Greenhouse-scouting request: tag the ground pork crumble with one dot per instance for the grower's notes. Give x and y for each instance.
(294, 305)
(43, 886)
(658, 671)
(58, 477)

▶ Requirements
Return every entry above word for word, with no changes.

▶ Complete response
Greenhouse-scouting request: tag the ground pork crumble with one dot per instance for the grower's notes. Give x and y for each instance.
(294, 305)
(43, 886)
(658, 671)
(58, 477)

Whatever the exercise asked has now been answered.